Text shown —

* * * * * * * * *

The Central Park Five — five innocent teenagers convicted, then cleared by the real rapist

In New York City in 1989, five Black and Latino teenagers — Antron McCray, Kevin Richardson, Yusef Salaam, Raymond Santana, and Korey Wise, then aged fourteen to sixteen — were wrongly convicted of the brutal assault and rape of a jogger in Central Park, and were exonerated in 2002 after serial rapist Matias Reyes confessed and DNA confirmed that he, acting alone, was the attacker. The convictions rested almost entirely on videotaped statements the boys gave after long, unrecorded interrogations; those statements contradicted one another and the physical evidence, and no forensic evidence ever connected any of the five to the crime. The case is now studied as a definitive example of how coerced juvenile confessions, amplified by public and political pressure, can override exculpatory evidence and convict the innocent.

* * * * * * * * *

Point-per-instance localization lines:
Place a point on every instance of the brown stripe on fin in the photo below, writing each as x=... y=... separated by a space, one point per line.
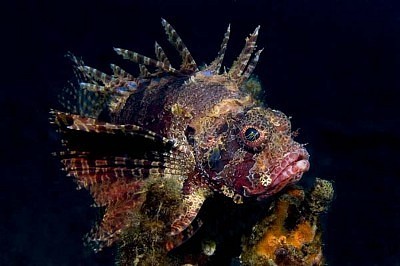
x=216 y=64
x=144 y=72
x=95 y=74
x=92 y=87
x=191 y=204
x=250 y=68
x=241 y=62
x=141 y=59
x=78 y=100
x=160 y=54
x=188 y=63
x=76 y=122
x=121 y=73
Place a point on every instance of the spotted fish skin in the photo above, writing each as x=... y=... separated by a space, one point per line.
x=200 y=127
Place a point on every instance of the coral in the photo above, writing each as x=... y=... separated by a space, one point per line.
x=146 y=240
x=290 y=234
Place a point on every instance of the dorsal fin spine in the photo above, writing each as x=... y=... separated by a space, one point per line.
x=216 y=64
x=241 y=62
x=188 y=63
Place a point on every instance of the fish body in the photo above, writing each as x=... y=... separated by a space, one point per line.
x=200 y=127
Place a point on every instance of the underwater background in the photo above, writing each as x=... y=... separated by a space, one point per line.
x=332 y=65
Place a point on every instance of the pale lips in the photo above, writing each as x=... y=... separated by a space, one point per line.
x=290 y=170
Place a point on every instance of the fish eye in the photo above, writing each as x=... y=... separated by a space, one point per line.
x=252 y=136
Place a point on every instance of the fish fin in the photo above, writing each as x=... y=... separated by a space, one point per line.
x=241 y=62
x=192 y=203
x=144 y=72
x=252 y=65
x=160 y=54
x=188 y=63
x=216 y=64
x=115 y=163
x=79 y=100
x=95 y=74
x=67 y=121
x=121 y=73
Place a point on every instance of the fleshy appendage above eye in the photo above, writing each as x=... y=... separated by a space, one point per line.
x=252 y=136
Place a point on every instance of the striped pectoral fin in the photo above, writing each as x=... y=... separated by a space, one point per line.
x=71 y=122
x=191 y=206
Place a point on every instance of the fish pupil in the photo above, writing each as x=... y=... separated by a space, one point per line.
x=251 y=134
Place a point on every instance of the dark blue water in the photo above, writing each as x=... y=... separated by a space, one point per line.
x=332 y=65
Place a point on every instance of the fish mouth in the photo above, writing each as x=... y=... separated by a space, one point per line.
x=289 y=170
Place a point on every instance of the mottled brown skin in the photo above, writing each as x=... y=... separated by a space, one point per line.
x=208 y=132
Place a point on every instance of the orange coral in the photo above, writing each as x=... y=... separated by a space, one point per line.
x=304 y=233
x=278 y=236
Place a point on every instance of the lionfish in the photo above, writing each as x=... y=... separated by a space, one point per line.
x=201 y=127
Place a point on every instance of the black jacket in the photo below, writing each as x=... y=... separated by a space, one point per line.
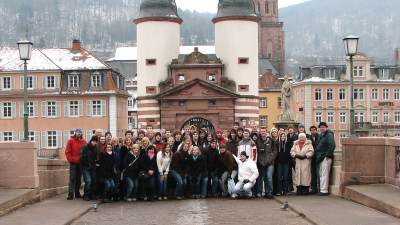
x=197 y=167
x=212 y=156
x=89 y=156
x=133 y=170
x=106 y=166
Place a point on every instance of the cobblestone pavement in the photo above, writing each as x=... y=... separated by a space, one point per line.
x=192 y=212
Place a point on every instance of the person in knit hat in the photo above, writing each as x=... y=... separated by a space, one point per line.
x=248 y=174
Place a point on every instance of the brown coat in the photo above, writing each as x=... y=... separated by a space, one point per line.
x=303 y=167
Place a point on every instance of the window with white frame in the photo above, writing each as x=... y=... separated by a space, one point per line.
x=374 y=94
x=95 y=81
x=331 y=116
x=50 y=82
x=385 y=94
x=73 y=81
x=7 y=83
x=263 y=103
x=318 y=94
x=359 y=117
x=318 y=117
x=397 y=94
x=397 y=117
x=330 y=73
x=51 y=108
x=7 y=110
x=342 y=94
x=329 y=94
x=52 y=139
x=358 y=71
x=386 y=117
x=263 y=121
x=384 y=74
x=73 y=108
x=358 y=94
x=374 y=117
x=342 y=117
x=96 y=108
x=7 y=136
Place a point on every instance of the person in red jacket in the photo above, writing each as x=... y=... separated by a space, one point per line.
x=72 y=152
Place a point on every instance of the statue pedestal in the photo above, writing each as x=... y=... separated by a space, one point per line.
x=286 y=124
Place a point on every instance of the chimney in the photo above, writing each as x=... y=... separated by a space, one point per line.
x=76 y=45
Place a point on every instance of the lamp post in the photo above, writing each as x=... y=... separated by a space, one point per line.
x=25 y=53
x=351 y=47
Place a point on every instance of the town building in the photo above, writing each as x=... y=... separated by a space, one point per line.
x=67 y=88
x=322 y=93
x=203 y=91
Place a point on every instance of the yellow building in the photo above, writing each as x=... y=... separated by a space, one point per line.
x=270 y=100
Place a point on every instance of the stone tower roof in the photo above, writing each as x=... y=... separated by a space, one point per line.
x=240 y=9
x=158 y=10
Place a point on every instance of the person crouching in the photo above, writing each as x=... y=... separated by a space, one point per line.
x=248 y=174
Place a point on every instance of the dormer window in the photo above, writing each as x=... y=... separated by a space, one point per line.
x=73 y=80
x=243 y=60
x=384 y=74
x=151 y=62
x=358 y=71
x=181 y=77
x=211 y=77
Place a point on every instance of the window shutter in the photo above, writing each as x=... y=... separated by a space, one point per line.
x=12 y=82
x=14 y=110
x=59 y=139
x=66 y=108
x=89 y=108
x=44 y=109
x=56 y=82
x=1 y=110
x=80 y=102
x=103 y=107
x=15 y=136
x=21 y=109
x=44 y=140
x=22 y=82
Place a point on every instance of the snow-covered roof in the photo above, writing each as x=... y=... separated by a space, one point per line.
x=317 y=79
x=130 y=53
x=68 y=59
x=10 y=61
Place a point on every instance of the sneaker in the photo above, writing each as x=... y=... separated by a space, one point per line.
x=70 y=197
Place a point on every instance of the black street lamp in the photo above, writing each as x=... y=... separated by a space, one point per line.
x=25 y=53
x=351 y=48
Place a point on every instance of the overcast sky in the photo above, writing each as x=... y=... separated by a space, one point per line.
x=211 y=5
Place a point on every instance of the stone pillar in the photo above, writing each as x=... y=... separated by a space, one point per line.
x=18 y=165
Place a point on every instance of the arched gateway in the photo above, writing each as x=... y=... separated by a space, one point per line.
x=199 y=123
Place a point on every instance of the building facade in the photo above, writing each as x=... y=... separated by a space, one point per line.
x=271 y=35
x=67 y=89
x=322 y=93
x=198 y=90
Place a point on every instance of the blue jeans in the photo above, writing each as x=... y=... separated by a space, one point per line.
x=109 y=185
x=181 y=182
x=283 y=177
x=266 y=178
x=214 y=179
x=89 y=176
x=132 y=185
x=162 y=187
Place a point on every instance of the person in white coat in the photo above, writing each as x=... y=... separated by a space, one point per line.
x=248 y=174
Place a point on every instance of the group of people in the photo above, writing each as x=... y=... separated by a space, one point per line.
x=197 y=163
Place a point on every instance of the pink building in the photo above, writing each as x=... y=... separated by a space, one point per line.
x=67 y=89
x=323 y=94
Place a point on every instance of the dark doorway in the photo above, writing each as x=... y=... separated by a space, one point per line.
x=199 y=123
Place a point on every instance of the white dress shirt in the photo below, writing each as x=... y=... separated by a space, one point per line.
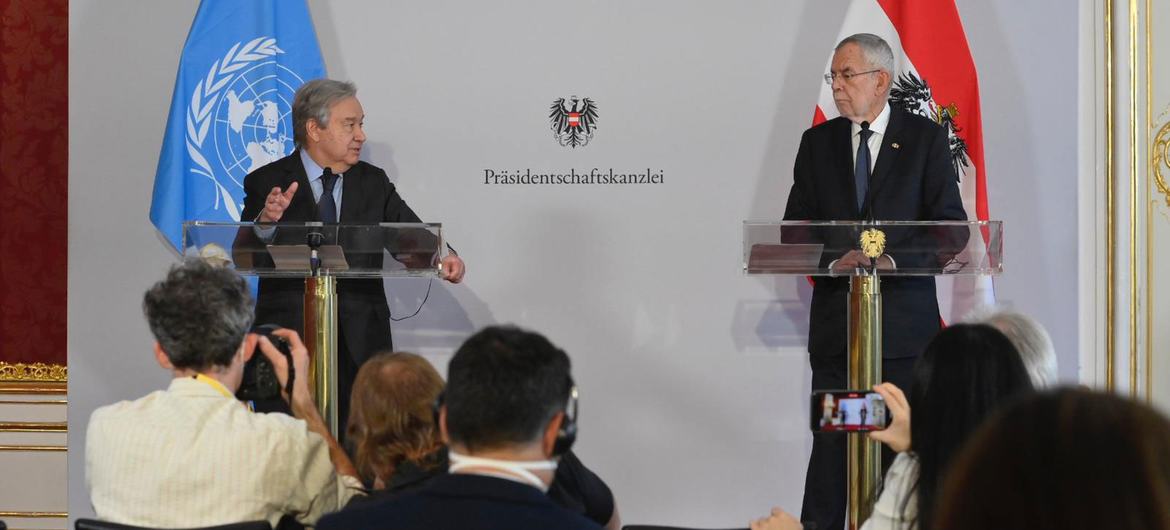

* * * * * * * * *

Parts of the exercise —
A) Retype the portion of the text on the Central Park Five that begins at the words "In New York" and ends after the words "convict the innocent.".
B) Please turn the paragraph of the text on the Central Park Five beginning "In New York City in 1989" into a short list that keeps its main facts.
C) Decide whether each statement agrees with the text on the Central Park Five, answering yes or no and quoting the words that decide it: (i) The five teenagers were between fourteen and sixteen years old at the time. (ii) Forensic evidence tied one of the five to the crime. (iii) Matias Reyes carried out the attack with help from others.
You will not need the lines to do any of these tasks.

Expected responses —
A)
In New York City in 1989, five Black and Latino teenagers — Antron McCray, Kevin Richardson, Yusef Salaam, Raymond Santana, and Korey Wise, then aged fourteen to sixteen — were wrongly convicted of the brutal assault and rape of a jogger in Central Park, and were exonerated in 2002 after serial rapist Matias Reyes confessed and DNA confirmed that he, acting alone, was the attacker. The convictions rested almost entirely on videotaped statements the boys gave after long, unrecorded interrogations; those statements contradicted one another and the physical evidence, and no forensic evidence ever connected any of the five to the crime. The case is now studied as a definitive example of how coerced juvenile confessions, amplified by public and political pressure, can override exculpatory evidence and convict the innocent.

B)
- In 1989 in New York City, five Black and Latino teenagers, Antron McCray, Kevin Richardson, Yusef Salaam, Raymond Santana, and Korey Wise, aged fourteen to sixteen, were wrongly convicted of assaulting and raping a jogger in Central Park.
- They were exonerated in 2002 after serial rapist Matias Reyes confessed and DNA confirmed that he alone was the attacker.
- The convictions rested almost entirely on videotaped statements given after long, unrecorded interrogations.
- Those statements contradicted one another and the physical evidence, and no forensic evidence ever connected any of the five to the crime.
- The case is studied as a definitive example of coerced juvenile confessions, amplified by public and political pressure, overriding exculpatory evidence and convicting the innocent.

C)
(i) Yes: "then aged fourteen to sixteen"
(ii) No: "no forensic evidence ever connected any of the five to the crime"
(iii) No: "he, acting alone, was the attacker"